PAGE:
Forex Risk Management: Getting to Know the Basics

One of the most discussed topics is, undoubtedly, Forex risk management. In terms of trading and forex, this is something that should on no account be ignored and neglected.

Understanding Forex Risk Management

The money-making business tends to be quite harsh. What’s more, it allows no mistakes. Even a single miscalculation might result in tremendous losses which may, in turn, force a business person to quit their venture. Therefore, to profit and make great money, you have to understand the concept of risk management. In other words, you’ll have to master managing risk and potential losses.

Absurdly, risk management falls into the most neglected areas when it comes to forex and trading in general. A great number of traders are simply eager to invest and immediately profit from trading. But what they fail is to consider their overall account size. They set the loss they could bear to lose and begin trading.

It’s no wonder why such a way of trading and investing is referred to as gambling. When you fail to incorporate risk management and its rules, you’re actually gambling. The thing is, you’re only expecting to win the jackpot; you’re not looking forward to obtaining a long-term and stable return on the investment you’ve made.

SET TASKS:
1/ In the forex risk management article, what do many traders fail to consider before they start trading?
2/ Write the next part of the forex risk management article, picking up after its last sentence.
The rows that come next have no connection to the forex risk management article.

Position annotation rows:
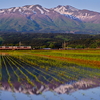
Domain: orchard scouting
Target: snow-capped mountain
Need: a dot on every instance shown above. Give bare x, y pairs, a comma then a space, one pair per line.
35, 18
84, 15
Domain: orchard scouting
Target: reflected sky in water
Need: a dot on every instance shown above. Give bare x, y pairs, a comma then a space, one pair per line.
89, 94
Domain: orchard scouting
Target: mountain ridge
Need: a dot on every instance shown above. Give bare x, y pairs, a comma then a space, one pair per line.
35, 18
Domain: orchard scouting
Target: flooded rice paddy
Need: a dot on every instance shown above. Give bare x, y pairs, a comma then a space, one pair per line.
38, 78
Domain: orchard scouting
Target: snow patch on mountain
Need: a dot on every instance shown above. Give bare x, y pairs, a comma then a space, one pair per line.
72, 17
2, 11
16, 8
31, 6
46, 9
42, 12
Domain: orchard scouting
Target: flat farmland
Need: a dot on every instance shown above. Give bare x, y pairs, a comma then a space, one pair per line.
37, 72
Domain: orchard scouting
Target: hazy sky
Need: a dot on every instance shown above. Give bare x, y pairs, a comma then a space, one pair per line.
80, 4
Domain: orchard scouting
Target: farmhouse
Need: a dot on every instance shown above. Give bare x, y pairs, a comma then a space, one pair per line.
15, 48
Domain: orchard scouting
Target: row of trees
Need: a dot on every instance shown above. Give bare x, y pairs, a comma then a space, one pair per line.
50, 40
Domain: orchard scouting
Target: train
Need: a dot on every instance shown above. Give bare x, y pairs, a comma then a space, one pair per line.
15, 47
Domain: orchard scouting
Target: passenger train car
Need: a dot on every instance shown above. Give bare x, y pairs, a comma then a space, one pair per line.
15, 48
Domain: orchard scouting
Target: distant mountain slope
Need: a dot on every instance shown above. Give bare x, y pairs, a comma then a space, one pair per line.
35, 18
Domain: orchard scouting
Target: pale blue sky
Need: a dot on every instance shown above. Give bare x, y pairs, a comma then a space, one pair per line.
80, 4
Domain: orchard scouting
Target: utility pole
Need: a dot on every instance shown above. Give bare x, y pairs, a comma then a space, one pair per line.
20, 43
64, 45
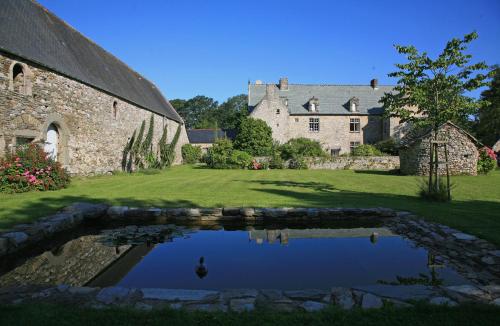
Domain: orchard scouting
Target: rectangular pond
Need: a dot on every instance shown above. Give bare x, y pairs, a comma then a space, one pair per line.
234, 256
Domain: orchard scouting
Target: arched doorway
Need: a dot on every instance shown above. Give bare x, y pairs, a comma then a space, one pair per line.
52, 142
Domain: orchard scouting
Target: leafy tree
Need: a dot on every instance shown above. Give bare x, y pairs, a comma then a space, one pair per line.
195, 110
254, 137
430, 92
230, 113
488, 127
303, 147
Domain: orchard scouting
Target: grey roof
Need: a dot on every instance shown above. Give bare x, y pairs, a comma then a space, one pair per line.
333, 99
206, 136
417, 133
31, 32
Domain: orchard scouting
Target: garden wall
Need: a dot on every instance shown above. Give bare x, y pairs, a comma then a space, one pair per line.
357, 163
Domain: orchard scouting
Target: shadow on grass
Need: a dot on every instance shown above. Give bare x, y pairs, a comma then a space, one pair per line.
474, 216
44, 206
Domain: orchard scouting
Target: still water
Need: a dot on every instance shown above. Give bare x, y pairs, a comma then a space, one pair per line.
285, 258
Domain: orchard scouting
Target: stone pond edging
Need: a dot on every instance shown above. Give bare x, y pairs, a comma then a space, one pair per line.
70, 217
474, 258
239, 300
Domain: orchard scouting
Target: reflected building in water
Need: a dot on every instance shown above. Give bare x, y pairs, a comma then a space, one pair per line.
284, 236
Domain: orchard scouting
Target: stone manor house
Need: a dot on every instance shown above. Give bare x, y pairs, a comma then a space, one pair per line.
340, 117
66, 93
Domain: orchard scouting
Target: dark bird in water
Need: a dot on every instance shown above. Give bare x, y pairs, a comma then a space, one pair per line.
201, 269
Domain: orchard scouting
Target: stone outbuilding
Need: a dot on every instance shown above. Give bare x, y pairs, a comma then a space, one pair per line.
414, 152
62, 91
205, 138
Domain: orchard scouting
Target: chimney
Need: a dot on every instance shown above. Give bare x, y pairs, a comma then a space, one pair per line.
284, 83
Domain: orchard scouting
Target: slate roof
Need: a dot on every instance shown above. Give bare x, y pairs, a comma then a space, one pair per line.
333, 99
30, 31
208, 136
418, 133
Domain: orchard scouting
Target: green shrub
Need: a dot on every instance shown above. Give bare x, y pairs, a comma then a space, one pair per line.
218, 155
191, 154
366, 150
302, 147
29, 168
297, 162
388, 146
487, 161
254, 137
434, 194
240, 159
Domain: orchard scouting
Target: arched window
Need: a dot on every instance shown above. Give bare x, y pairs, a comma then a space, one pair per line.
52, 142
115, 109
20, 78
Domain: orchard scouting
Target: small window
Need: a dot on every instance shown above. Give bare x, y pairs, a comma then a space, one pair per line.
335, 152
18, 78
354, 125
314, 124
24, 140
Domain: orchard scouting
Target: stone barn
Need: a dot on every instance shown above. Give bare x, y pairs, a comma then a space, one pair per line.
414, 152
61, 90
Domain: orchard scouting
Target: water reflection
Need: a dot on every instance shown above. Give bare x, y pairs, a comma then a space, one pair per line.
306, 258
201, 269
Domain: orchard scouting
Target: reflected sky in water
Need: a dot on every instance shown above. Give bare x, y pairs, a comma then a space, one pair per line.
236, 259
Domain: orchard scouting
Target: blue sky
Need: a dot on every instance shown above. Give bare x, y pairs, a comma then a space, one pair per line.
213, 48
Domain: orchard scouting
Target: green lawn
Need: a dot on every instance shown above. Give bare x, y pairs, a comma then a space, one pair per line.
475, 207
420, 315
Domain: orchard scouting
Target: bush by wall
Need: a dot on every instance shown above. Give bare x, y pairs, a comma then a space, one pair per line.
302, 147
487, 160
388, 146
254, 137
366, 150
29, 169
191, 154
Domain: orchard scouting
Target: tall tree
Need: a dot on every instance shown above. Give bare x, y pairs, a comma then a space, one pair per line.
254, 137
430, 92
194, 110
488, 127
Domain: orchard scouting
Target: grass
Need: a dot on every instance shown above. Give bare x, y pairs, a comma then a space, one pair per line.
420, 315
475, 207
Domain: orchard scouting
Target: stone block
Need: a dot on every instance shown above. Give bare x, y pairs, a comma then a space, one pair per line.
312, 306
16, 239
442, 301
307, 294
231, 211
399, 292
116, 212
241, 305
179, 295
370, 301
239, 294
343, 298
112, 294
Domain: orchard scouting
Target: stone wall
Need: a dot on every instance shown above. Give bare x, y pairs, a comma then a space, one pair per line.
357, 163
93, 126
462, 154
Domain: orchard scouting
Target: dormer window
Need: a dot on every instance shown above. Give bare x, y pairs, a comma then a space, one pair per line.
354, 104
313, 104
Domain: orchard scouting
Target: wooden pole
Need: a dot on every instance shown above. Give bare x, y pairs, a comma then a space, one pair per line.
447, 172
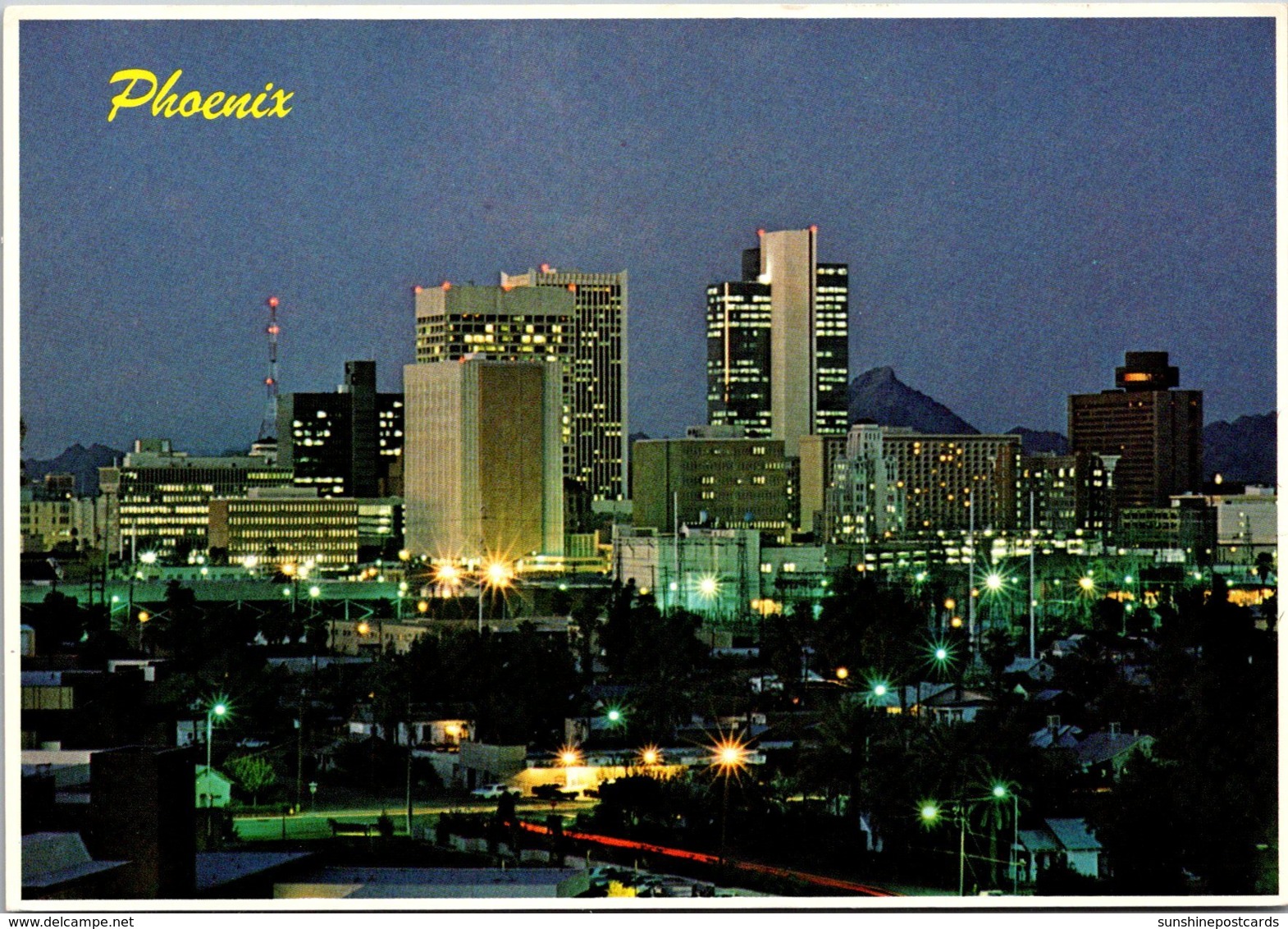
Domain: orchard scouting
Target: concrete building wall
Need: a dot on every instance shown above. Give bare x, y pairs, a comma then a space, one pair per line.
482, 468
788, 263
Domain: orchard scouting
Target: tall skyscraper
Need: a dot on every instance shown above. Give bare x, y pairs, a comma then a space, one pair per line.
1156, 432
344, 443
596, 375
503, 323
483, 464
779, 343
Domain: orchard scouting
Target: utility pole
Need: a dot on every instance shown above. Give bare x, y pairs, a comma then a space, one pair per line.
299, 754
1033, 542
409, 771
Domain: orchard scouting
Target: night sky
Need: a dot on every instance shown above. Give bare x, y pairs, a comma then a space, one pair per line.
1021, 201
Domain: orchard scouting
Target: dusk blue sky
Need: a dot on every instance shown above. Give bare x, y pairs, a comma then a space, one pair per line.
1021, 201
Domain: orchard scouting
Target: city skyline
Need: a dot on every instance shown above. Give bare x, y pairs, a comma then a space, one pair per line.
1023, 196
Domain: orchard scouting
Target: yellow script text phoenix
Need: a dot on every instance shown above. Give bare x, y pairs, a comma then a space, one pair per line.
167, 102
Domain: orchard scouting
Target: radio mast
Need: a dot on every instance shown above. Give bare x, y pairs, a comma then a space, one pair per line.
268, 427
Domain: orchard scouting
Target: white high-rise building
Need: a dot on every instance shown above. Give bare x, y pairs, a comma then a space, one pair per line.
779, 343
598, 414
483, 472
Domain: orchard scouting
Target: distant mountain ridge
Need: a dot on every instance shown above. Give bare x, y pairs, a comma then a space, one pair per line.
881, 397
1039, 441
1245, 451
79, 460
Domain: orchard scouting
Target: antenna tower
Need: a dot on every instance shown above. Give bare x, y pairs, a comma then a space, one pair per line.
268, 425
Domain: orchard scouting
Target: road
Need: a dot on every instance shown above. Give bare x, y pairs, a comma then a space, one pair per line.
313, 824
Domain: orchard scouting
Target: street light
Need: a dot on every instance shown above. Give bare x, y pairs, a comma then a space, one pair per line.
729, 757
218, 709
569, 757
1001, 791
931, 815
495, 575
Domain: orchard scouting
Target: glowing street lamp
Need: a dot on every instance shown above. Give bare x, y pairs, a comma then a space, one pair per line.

RESPONSES PER TASK:
1/ Their overall account size.

2/
This is where the forex risk management rules kick in. Not only will they secure your investments, but they will also make them lucrative. Finally, forex trading is yet another numbers game. This implies that you must take advantage of every single factor and use it for your benefit.

What Exactly is Forex Risk Management

Forex risk management consists of particular actions that protect the traders against the trade drawbacks. Practically, more risk and higher investments mean a greater chance of considerable returns. However, they also mean the possibility of greater losses. Thus, the ability to manage the risk levels to reduce losses while boosting profit is the vital skill a trader should look forward to acquiring.

In brief, risk management involves defining both the proper position size and stop losses, as well as controlling your feelings and emotions while entering and exiting positions. If properly implemented, these strategies may become the key distinction between lucrative trading and bankruptcy.

Forex risk management

Forex Risk Management Fundamentals

It doesn’t take much to become a profitable and successful trader. One of the few essential things to incorporate in your forex trading is, without a doubt, risk management, as well as related strategies. To do so, you should grasp its five key components.

Risk Appetite

Developing your risk appetite is vital for adequate risk management. Traders should be aways ready to lose a specific amount of money, especially when it comes to some volatile currency pairs. This is particularly the case with certain emerging market currencies. Yet another factor that impacts risk management is liquidity in forex trading. Namely, less liquid currency pairs might make it difficult to enter and exit positions at the desired price.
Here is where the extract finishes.